Exercise details: Find the line containing "Task: tag a" in the data below, then output that line and each one after it exactly, with nothing else.

═════ Task data

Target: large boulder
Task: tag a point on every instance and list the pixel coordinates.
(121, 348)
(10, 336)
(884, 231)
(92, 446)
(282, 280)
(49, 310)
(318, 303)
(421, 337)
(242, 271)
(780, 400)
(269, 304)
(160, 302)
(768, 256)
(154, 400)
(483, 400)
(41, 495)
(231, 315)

══════════

Exercise solution:
Task: tag a point on every instance and list the pixel coordinates.
(121, 348)
(10, 336)
(884, 231)
(92, 446)
(282, 280)
(49, 310)
(318, 303)
(421, 337)
(242, 271)
(780, 400)
(269, 304)
(160, 302)
(768, 256)
(154, 400)
(483, 400)
(41, 495)
(231, 315)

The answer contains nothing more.